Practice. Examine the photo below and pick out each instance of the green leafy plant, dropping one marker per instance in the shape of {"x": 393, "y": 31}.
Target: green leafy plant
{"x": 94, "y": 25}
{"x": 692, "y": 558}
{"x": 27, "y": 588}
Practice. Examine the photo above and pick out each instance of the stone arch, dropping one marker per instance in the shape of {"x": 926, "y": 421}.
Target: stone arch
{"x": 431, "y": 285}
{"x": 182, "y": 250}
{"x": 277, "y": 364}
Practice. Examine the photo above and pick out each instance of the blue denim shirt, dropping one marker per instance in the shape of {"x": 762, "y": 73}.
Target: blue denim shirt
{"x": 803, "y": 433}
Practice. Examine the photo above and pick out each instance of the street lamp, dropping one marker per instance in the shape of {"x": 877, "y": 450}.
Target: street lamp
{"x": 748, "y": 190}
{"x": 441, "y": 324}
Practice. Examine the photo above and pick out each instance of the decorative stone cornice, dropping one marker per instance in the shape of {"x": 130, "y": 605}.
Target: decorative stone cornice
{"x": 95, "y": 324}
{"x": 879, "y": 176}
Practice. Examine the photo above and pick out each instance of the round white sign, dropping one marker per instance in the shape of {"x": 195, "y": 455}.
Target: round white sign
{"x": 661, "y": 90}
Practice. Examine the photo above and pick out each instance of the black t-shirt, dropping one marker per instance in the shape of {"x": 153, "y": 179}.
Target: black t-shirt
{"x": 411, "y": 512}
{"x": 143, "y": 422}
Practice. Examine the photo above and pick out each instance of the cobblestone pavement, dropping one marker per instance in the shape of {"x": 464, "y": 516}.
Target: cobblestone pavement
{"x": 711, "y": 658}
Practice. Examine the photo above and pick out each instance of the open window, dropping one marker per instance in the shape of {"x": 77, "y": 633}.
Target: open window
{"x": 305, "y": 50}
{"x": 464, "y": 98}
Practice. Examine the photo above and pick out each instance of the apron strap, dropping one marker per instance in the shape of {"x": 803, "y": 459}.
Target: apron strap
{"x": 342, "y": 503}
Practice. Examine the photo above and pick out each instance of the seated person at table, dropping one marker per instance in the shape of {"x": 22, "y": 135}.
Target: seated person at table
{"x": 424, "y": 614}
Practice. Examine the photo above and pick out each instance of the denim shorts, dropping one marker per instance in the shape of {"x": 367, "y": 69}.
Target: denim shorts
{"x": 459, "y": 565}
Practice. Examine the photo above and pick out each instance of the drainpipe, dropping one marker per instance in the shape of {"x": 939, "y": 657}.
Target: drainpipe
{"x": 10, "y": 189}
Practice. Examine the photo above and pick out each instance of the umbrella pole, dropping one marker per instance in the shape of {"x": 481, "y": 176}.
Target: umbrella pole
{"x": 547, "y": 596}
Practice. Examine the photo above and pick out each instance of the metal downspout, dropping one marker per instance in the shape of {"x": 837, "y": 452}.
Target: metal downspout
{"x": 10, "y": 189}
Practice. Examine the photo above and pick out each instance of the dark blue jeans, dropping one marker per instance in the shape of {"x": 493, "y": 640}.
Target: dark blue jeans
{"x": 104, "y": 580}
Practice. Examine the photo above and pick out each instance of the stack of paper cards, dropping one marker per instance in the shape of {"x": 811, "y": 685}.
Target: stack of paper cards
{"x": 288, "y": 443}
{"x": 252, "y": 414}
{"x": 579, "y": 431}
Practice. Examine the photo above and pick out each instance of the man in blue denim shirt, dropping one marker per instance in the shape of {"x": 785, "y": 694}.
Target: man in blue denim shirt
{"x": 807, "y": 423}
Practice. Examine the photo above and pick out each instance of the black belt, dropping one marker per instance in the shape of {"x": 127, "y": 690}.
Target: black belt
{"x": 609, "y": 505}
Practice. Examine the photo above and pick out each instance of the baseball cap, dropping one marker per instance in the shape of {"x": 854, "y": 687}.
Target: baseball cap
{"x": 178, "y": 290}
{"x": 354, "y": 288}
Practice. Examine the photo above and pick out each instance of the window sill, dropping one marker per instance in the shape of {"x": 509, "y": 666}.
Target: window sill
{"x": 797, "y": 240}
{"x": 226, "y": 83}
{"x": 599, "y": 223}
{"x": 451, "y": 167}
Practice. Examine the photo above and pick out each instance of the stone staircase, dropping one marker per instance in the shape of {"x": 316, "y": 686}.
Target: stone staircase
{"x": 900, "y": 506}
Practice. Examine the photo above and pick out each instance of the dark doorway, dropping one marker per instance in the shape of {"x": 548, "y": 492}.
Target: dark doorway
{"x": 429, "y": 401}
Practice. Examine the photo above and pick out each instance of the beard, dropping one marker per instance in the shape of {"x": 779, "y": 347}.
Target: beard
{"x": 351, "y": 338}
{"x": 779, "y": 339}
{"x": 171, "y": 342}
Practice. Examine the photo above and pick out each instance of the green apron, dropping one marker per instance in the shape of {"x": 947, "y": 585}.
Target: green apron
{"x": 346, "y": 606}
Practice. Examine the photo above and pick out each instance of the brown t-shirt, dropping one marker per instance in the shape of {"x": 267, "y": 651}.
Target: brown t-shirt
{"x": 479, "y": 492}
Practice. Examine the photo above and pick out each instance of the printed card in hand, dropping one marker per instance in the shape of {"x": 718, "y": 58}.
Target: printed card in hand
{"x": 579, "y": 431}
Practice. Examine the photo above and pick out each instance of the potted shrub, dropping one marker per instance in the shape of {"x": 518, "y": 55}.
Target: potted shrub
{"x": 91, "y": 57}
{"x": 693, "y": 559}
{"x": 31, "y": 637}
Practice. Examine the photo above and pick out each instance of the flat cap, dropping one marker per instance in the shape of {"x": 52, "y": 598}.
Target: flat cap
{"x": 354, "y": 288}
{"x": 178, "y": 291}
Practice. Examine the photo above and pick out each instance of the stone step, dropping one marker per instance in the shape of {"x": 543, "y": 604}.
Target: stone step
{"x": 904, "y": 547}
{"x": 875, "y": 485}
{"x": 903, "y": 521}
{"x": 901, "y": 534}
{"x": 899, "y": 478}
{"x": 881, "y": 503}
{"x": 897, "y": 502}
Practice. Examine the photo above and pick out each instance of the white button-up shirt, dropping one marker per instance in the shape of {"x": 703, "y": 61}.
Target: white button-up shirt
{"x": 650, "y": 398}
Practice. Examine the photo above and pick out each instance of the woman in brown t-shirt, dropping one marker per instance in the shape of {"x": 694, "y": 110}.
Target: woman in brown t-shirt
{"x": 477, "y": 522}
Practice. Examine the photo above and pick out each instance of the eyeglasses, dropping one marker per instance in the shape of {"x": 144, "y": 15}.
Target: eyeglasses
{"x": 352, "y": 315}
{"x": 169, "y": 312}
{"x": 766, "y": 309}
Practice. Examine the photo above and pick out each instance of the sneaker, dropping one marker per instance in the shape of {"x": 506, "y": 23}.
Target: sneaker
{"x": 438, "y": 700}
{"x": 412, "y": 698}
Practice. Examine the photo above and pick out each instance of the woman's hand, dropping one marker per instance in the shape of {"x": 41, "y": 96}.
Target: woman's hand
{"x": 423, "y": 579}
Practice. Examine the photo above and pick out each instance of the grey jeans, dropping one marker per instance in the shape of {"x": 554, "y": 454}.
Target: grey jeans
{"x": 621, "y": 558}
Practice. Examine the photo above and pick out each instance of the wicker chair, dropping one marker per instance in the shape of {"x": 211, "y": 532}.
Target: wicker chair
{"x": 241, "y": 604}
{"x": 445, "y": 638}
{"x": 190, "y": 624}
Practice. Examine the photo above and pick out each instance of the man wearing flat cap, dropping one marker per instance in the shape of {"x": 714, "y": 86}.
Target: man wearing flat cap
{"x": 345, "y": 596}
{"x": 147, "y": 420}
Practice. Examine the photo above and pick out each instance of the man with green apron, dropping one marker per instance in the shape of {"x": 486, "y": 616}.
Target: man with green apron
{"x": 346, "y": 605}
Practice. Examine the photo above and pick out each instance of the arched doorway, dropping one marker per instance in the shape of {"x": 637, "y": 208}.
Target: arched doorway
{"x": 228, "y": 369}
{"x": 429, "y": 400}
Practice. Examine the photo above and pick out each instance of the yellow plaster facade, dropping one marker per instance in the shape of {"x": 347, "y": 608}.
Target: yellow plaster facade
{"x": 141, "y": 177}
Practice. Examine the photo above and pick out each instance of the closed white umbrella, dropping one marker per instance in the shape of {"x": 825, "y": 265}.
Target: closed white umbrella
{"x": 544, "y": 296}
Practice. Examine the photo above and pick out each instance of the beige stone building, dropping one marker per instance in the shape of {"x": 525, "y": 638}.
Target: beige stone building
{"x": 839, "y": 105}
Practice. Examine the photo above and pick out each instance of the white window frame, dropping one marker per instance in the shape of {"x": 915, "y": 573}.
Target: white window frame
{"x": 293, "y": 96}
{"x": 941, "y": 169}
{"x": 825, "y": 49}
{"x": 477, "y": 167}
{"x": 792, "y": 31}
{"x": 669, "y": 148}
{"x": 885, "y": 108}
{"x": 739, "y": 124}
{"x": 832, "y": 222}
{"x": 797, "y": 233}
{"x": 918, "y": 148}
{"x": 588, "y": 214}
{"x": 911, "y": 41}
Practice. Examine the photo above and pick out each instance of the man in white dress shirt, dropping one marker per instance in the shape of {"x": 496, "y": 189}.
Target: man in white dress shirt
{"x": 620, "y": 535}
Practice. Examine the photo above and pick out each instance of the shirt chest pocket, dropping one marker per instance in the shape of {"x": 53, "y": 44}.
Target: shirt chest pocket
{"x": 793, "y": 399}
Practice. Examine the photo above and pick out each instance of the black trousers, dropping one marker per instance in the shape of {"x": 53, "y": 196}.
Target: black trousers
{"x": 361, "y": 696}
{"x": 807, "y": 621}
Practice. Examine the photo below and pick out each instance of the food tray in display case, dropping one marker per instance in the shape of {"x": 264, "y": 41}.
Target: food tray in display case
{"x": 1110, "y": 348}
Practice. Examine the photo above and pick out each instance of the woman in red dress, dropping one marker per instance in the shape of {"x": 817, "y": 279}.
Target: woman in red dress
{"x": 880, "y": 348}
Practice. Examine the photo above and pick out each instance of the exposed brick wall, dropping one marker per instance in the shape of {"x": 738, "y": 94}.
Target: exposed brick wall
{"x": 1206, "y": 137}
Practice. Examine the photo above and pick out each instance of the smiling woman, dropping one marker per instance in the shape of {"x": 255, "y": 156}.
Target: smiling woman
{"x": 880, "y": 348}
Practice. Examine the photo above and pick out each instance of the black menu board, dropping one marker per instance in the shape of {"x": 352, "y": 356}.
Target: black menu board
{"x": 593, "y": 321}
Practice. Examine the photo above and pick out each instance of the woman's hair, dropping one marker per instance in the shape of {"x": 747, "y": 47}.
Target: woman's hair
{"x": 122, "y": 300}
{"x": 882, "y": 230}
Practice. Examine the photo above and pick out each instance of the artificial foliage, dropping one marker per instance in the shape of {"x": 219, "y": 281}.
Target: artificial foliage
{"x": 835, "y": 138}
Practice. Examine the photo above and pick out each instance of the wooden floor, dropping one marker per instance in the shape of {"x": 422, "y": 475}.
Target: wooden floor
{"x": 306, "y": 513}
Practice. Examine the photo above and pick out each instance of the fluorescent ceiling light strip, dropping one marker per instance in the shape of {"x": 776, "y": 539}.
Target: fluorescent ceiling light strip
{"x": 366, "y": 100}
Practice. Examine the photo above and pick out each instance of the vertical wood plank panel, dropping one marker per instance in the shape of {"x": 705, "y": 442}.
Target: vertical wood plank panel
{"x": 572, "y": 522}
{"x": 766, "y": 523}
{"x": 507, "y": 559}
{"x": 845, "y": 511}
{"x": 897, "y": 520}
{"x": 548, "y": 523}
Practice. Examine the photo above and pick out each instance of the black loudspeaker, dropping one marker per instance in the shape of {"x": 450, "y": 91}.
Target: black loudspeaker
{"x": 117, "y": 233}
# # #
Extract, unchanged, the closing run of lines that opens with the line containing "of the wooden" and ends with the last line.

Practice. Examine the photo above and pick out each instance of the wooden floor, dropping one marker per instance in the shape of {"x": 422, "y": 475}.
Target: wooden floor
{"x": 306, "y": 513}
Practice. Examine the photo above and pick out each instance of the fluorescent ceiling light strip, dropping one marker per instance in the shape of {"x": 776, "y": 539}.
Target: fluorescent ceiling light strip
{"x": 366, "y": 100}
Practice. Examine the photo above and pick out each instance of the vertical wood plank panel, dropping one marker per instance in the shape of {"x": 705, "y": 442}.
Target: vertical wood plank panel
{"x": 572, "y": 522}
{"x": 766, "y": 523}
{"x": 507, "y": 559}
{"x": 845, "y": 511}
{"x": 897, "y": 520}
{"x": 548, "y": 523}
Practice. Examine the photo above and pick out each instance of the black loudspeaker, dropping one marker per instance in the shape of {"x": 450, "y": 91}.
Target: black loudspeaker
{"x": 117, "y": 233}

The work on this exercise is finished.